In The Whole Story of Half a Girl by Veera Hiranandani, the main character is Sonia Nadhamuni, a half Indian and half Jewish American girl. When her father loses his job, Sonia must leave her tiny, progressive private school and attend a public one for the first time. She is immediately welcomed by a very popular girl who encourages Sonia to try out for cheerleading; however, her friends are not so welcoming. It takes a while for Sonia to decide that while being in the in-crowd is tempting, being true to yourself and befriending those who will always stand up for you is better. The twist to this familiar story is Sonia’s dad’s depression and short-term disappearance. This is another book that I liked, but didn’t love. Good for middle school, but not a must-purchase.
I listened to Icefall by Matthew J. Kirby, which turned out to be a fortunate decision–as it contains many stories within a story. In Viking times, Solveig and her older sister and younger brother have been whisked away to safety while their father, the king, and his armies battle a powerful enemy. At first guarded by a few trusted men, the party is soon joined by a band of berzerkers sent for extra protection. While Solveig is enjoying working with the skald (storyteller) Alric to learn his craft, traitors are working to poison those protecting the royal family. The many stories that Alric and Solveig tell, not only inspire those around them but also give insight into Norse culture and legends. Aagin, especially great to listen to.

Given data:
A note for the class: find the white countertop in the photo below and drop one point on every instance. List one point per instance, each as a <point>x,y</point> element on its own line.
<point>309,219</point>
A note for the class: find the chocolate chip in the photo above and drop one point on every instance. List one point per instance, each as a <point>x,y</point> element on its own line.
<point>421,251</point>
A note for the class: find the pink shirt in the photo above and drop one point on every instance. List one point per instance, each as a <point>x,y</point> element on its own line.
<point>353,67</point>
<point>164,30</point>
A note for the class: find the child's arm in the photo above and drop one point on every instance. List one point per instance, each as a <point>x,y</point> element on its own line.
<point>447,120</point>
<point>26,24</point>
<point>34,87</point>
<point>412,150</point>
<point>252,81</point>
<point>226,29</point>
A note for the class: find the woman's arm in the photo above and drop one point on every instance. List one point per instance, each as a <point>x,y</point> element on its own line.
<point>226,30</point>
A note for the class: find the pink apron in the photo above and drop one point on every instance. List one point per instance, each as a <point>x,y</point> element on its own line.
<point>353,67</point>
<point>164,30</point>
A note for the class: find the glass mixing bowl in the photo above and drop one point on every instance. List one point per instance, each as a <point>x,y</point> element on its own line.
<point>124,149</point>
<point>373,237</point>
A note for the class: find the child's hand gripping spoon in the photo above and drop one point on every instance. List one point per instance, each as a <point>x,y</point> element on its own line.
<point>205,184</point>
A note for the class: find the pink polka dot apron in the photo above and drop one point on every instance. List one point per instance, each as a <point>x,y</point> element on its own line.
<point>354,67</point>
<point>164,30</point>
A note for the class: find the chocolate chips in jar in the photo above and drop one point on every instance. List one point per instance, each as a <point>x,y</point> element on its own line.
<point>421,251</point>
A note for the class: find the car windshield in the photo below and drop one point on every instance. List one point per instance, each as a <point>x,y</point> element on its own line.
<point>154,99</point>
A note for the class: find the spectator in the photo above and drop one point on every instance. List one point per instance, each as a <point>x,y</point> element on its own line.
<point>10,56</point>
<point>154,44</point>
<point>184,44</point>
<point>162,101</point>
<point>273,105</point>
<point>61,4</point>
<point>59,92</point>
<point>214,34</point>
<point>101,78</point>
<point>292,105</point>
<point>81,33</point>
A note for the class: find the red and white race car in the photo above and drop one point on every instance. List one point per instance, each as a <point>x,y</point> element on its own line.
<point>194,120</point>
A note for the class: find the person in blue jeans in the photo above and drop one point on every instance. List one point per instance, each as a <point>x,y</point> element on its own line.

Problems:
• A. Write out the book reviews again, beginning with the words "I listened to" and ending after "to listen to.", and change "stories" to "tales" each time it appears.
• B. Answer these questions from the book reviews:
(i) What happens that forces Sonia to leave her private school?
(ii) What role does Alric have?
(iii) Who joins Solveig's party to give extra protection?

Answers in order:
• A.
I listened to Icefall by Matthew J. Kirby, which turned out to be a fortunate decision–as it contains many tales within a story. In Viking times, Solveig and her older sister and younger brother have been whisked away to safety while their father, the king, and his armies battle a powerful enemy. At first guarded by a few trusted men, the party is soon joined by a band of berzerkers sent for extra protection. While Solveig is enjoying working with the skald (storyteller) Alric to learn his craft, traitors are working to poison those protecting the royal family. The many tales that Alric and Solveig tell, not only inspire those around them but also give insight into Norse culture and legends. Aagin, especially great to listen to.

• B.
(i) Her father loses his job.
(ii) He is a skald (storyteller).
(iii) A band of berzerkers.